[Point-based annotation data]
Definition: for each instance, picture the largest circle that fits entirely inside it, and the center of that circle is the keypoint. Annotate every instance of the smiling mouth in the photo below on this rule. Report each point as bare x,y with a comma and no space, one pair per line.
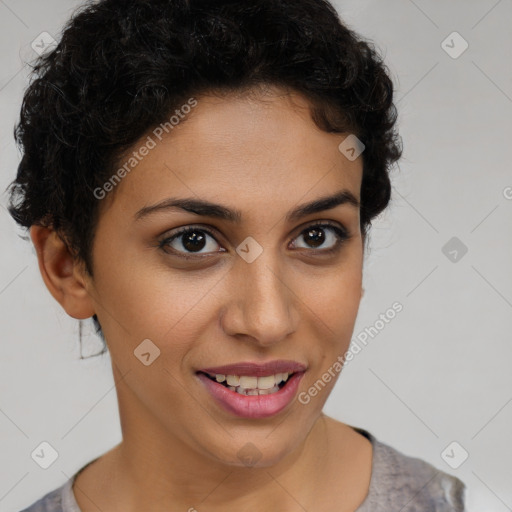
251,385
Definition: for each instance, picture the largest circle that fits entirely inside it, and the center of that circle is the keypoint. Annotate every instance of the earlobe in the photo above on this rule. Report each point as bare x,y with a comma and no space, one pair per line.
62,273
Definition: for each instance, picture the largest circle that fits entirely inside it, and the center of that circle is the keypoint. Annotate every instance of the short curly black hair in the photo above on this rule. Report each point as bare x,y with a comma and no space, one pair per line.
122,66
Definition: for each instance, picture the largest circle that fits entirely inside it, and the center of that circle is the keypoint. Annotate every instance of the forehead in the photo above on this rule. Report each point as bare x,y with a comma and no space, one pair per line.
244,149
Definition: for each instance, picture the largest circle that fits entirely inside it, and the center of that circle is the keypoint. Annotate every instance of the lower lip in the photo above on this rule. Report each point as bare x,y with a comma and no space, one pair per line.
253,406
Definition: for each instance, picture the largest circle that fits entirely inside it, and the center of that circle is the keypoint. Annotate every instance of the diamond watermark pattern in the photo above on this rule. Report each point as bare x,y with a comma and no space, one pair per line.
454,249
454,45
249,249
454,455
351,147
44,455
43,42
147,352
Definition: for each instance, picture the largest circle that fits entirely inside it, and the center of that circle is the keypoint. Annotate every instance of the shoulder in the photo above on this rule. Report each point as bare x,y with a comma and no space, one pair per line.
409,484
57,500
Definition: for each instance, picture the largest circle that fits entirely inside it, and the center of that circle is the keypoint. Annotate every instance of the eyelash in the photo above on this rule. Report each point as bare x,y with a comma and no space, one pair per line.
342,237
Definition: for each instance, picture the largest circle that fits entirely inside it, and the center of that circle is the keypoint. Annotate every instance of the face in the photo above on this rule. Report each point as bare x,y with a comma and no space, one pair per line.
262,287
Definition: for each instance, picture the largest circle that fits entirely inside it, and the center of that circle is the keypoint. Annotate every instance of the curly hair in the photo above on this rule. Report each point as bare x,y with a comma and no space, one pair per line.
122,66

# [EXERCISE BRIEF]
The data above needs to be retyped exactly, with the images left out.

# [WORKED SOLUTION]
Definition: for each instance, picture the largest circle that fits entirely inside it, and the center of that circle is the keypoint. Annotate every instance of the smiling mouth in the photo below on this rule. Report each point as bare x,y with a comma and no space, one pair per line.
251,385
Definition: for each instance, picture the largest circle that fits entirely inside it, and the center of that circle is the keypoint. Annotate every instance of the earlobe in the photo above on this rule. Report each point as bare x,y with a comma and no space, one pair per line.
62,273
Definition: for each instance, picture the largest circle that fits entirely inside it, and the center of that circle is the keypoint. Annotate every instance of the short curly black hair in the photo above on this rule. Report each point as bare x,y with a comma and no space, one pair per line.
122,66
Definition: for each instance, picture the largest circle that fits entirely inside it, and the center of that circle is the keypoint. Annotate every instance of the forehead in the photo above on this rule. Report each point as bare x,y with a comma and no space, one pair per line.
244,149
Definition: for each instance, picture the largest circle that fits entirely inside it, and the center of that circle is the keypoint. Annotate every instance of the lower lip in the photo above on this rule. Report each point as bare x,y with a comma and no space, one pair per line.
253,406
Definition: for each instance, picture the largest circle that fits entirely inside it, and the center of that circle is the keypoint. Annotate every instance of the diamond watermark pattern in the photo above on this rule. Report each point as bare x,y with a comma and no space, one pair per line.
454,249
454,45
249,249
454,455
351,147
44,455
43,42
147,352
Definition: for each instance, picture the largest circle that fits entirely inside it, and the center of that circle is the keypoint. Annotate every instance of the shoulder in the photo above on this rule. Report each point as bare x,y with a comma and no space, one pair per line.
409,484
57,500
Definition: for each instance, picture the largest circle that fits entirely inside it, and the center of that circle is the keypoint. Annotate every instance of the eyelash in the photo above on this rule. Report each point as bare x,y with a comma and no space, one pair per line.
342,237
Definition: for each instance, picture the largest circle that fits entirely inside it, and the center of that circle is the keypoint. Annotate every instance of the face in the photo above on this rule. Report each point as bare x,y with a comma and no space, one pair per line.
262,287
Definition: for each instance, picture the largest circle that fits entirely inside it, and the center of that circle is the keypoint. Annotate every instance of the curly hair in the photo above on this rule. Report each point as bare x,y with a comma and no space, one pair per line.
122,66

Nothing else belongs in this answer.